■ **Supplied text**
┌────────
Like most of its competitors in the Australian games development industry, the Brisbane-based company had previously focused on developing games on a work-for-hire basis for big United States-based games publishers such as Electronic Arts, Activision and THQ.
But in late 2007, Half Brick decided to focus on developing games based on its own intellectual property – a decision that has been a smashing success.
“We could see the writing on the wall for work for hire, so we made that transition early, whereas a lot of other companies ran into tough times when the global financial crisis hit,” says Half Brick chief executive Shainiel Deo.
Most of Half Brick’s contract work was developing for hand-held touch-screen devices such as the Nintendo DS, leaving the studio perfectly positioned to ride the wave when Apple’s iPhone and iPad shot to popularity.
Half Brick’s most popular game, Fruit Ninja for the iPhone and iPad, has been downloaded more than 300 million times so far. That includes both paid and free downloads, with Half Brick earning revenue from advertising and in-game purchases of virtual goods as well as app sales.
Video games are bigger business than ever before – the Australian games market is on track to break past the $2 billion mark in retail sales for the first time this year, according to PwC.
The figures would be even more impressive if you consider the staggering rise of digital distribution – downloaded directly to a PC, console or smartphone. Figures are hard to come by but the Game Developers Association of Australia (GDAA) says most forecasts suggest that digital would account for 26 per cent of the industry by 2014-15.
Yet most of the $2 billion flows back to big game publishers based offshore, while a perfect storm of economic pressures has made it harder for local developers to make money.
(Times are also tough for game retailers as shown last month when retail chain GAME went into administration).
Australia became an uncompetitive market for multinationals after 2008 due to the high Australian dollar and because countries such as Canada provide aggressive tax incentives to nurture their games development industries.
The GDAA has been lobbying successive Australian governments to extend the film industry’s tax breaks to game developers for almost a decade, but so far the pleas have fallen on deaf ears.
As Europe and North America plunged into recession, foreign game publishers started closing Australian development subsidiaries and cancelling work-for-hire contracts with third parties, sometimes mid-stream.
Among the big-name closures were THQ Studio Australia in Brisbane; Krome Studios in Adelaide, Melbourne and Brisbane; and the Melbourne studio of Electronic Arts’ Visceral Games.
These days, some of the biggest names in the industry are those that, like Half Brick, focused on developing their own games. Firemint and Iron Monkey, both based in Melbourne, are two other notable Australian success stories with their own intellectual property.
└────────
■ **What is asked**
[1] Translate this sentence from the article on the Australian games industry into Spanish: "But in late 2007, Half Brick decided to focus on developing games based on its own intellectual property – a decision that has been a smashing success."
[2] Set down word for word everything in the article on the Australian games industry from "Most of Half" down to "shot to popularity.".
These lines have nothing to do with the article on the Australian games industry.

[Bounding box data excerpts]
┌────────
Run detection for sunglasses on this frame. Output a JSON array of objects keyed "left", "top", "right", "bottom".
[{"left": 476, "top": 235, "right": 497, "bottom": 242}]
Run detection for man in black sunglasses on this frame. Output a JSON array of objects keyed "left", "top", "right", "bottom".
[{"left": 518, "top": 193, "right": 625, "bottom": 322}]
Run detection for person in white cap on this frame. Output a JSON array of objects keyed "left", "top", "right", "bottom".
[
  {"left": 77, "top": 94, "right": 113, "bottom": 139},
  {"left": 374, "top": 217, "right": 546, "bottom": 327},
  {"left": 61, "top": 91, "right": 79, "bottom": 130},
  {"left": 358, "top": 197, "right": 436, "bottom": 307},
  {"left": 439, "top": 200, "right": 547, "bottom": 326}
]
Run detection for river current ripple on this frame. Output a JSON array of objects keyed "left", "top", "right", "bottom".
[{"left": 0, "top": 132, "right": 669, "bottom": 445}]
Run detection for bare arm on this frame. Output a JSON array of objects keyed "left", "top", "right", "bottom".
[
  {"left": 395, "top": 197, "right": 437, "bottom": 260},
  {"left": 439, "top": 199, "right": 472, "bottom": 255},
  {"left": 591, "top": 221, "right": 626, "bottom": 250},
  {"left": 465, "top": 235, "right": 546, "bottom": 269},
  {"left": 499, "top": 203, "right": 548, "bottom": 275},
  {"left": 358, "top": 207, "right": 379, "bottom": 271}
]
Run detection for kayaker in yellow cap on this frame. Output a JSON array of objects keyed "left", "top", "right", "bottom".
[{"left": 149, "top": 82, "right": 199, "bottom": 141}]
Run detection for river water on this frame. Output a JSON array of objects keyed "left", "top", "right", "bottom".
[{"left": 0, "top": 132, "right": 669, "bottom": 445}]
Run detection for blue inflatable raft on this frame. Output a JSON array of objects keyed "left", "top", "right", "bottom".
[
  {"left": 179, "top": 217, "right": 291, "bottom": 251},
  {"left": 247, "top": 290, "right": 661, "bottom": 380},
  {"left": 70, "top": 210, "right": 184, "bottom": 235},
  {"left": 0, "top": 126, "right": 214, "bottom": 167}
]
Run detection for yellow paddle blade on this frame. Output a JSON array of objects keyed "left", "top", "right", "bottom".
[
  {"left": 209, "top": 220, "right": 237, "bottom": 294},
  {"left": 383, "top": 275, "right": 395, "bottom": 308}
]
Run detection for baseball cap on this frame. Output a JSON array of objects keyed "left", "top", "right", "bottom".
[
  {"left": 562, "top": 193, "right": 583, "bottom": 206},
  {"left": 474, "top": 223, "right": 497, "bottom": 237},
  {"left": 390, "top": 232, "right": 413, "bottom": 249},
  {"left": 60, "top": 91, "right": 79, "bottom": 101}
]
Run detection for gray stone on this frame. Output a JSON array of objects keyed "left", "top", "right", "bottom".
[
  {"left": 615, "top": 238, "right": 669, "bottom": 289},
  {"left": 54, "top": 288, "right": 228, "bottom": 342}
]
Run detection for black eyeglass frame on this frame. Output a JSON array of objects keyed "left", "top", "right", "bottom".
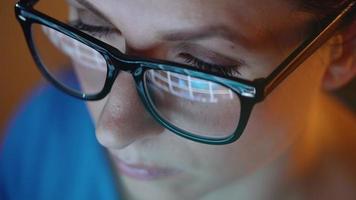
[{"left": 15, "top": 0, "right": 356, "bottom": 145}]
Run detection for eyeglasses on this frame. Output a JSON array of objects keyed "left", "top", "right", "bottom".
[{"left": 15, "top": 0, "right": 356, "bottom": 145}]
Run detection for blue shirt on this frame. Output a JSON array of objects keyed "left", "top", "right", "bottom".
[{"left": 0, "top": 86, "right": 120, "bottom": 200}]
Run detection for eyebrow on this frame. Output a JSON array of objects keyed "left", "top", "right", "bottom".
[
  {"left": 73, "top": 0, "right": 111, "bottom": 24},
  {"left": 162, "top": 25, "right": 246, "bottom": 42},
  {"left": 69, "top": 0, "right": 247, "bottom": 45}
]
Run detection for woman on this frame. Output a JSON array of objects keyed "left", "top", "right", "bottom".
[{"left": 4, "top": 0, "right": 356, "bottom": 199}]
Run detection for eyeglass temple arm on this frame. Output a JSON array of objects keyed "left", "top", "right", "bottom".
[
  {"left": 18, "top": 0, "right": 39, "bottom": 7},
  {"left": 263, "top": 1, "right": 356, "bottom": 96}
]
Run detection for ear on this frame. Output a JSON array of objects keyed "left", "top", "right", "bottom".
[{"left": 322, "top": 20, "right": 356, "bottom": 90}]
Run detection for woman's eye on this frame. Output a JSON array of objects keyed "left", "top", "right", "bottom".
[
  {"left": 178, "top": 53, "right": 242, "bottom": 77},
  {"left": 69, "top": 19, "right": 116, "bottom": 38}
]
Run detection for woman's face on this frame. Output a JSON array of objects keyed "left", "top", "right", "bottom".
[{"left": 65, "top": 0, "right": 323, "bottom": 199}]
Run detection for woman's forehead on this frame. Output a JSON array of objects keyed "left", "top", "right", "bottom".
[{"left": 70, "top": 0, "right": 312, "bottom": 46}]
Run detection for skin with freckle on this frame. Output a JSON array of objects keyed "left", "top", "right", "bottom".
[{"left": 56, "top": 0, "right": 356, "bottom": 200}]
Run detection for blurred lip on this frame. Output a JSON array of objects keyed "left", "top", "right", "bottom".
[{"left": 114, "top": 157, "right": 182, "bottom": 181}]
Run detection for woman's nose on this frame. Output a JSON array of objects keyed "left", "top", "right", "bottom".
[{"left": 96, "top": 71, "right": 164, "bottom": 149}]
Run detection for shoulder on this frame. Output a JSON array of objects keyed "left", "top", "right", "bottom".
[{"left": 0, "top": 83, "right": 119, "bottom": 199}]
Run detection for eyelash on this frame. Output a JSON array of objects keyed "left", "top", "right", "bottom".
[
  {"left": 69, "top": 20, "right": 241, "bottom": 76},
  {"left": 179, "top": 53, "right": 241, "bottom": 76}
]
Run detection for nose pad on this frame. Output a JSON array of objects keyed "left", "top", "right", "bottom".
[{"left": 96, "top": 71, "right": 164, "bottom": 149}]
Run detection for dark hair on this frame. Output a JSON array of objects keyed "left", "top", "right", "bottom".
[{"left": 301, "top": 0, "right": 352, "bottom": 17}]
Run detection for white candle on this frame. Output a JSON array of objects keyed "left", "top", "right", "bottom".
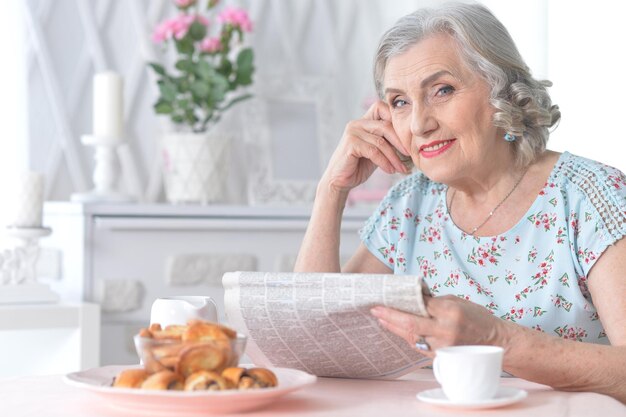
[
  {"left": 93, "top": 71, "right": 124, "bottom": 139},
  {"left": 11, "top": 172, "right": 43, "bottom": 228}
]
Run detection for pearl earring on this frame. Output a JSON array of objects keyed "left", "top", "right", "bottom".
[{"left": 504, "top": 132, "right": 517, "bottom": 142}]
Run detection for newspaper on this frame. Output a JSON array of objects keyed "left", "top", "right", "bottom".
[{"left": 222, "top": 272, "right": 430, "bottom": 379}]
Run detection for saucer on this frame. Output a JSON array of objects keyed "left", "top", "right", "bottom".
[{"left": 417, "top": 387, "right": 528, "bottom": 409}]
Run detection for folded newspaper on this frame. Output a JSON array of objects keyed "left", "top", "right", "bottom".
[{"left": 222, "top": 272, "right": 430, "bottom": 379}]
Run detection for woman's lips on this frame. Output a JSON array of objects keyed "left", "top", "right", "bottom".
[{"left": 419, "top": 139, "right": 456, "bottom": 158}]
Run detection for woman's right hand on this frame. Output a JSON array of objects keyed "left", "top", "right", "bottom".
[{"left": 322, "top": 101, "right": 410, "bottom": 194}]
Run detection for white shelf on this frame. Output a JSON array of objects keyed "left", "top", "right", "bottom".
[{"left": 0, "top": 303, "right": 100, "bottom": 377}]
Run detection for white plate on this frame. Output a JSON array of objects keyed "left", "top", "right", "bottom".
[
  {"left": 417, "top": 387, "right": 528, "bottom": 409},
  {"left": 64, "top": 366, "right": 317, "bottom": 416}
]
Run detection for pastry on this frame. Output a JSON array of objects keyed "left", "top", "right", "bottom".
[
  {"left": 113, "top": 369, "right": 149, "bottom": 388},
  {"left": 182, "top": 321, "right": 231, "bottom": 346},
  {"left": 222, "top": 367, "right": 278, "bottom": 389},
  {"left": 141, "top": 370, "right": 184, "bottom": 391},
  {"left": 185, "top": 371, "right": 234, "bottom": 391},
  {"left": 176, "top": 343, "right": 231, "bottom": 377}
]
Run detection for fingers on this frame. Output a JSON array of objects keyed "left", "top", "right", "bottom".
[
  {"left": 371, "top": 306, "right": 435, "bottom": 346},
  {"left": 363, "top": 100, "right": 410, "bottom": 156},
  {"left": 346, "top": 120, "right": 408, "bottom": 174}
]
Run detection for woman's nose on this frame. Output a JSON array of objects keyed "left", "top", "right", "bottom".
[{"left": 411, "top": 105, "right": 438, "bottom": 137}]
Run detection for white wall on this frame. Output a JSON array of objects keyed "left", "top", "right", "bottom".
[
  {"left": 547, "top": 0, "right": 626, "bottom": 171},
  {"left": 0, "top": 1, "right": 28, "bottom": 229},
  {"left": 13, "top": 0, "right": 626, "bottom": 201}
]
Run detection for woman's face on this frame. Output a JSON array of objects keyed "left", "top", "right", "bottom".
[{"left": 384, "top": 34, "right": 512, "bottom": 184}]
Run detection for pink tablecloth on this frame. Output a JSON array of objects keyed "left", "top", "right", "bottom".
[{"left": 0, "top": 369, "right": 626, "bottom": 417}]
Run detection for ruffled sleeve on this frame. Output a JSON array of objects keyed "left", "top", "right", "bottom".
[{"left": 563, "top": 158, "right": 626, "bottom": 277}]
└────────
■ **Exercise answers**
[1] Pero a finales de 2007, Half Brick decidió centrarse en desarrollar juegos basados en su propia propiedad intelectual, una decisión que ha sido un éxito rotundo.

[2]
Most of Half Brick’s contract work was developing for hand-held touch-screen devices such as the Nintendo DS, leaving the studio perfectly positioned to ride the wave when Apple’s iPhone and iPad shot to popularity.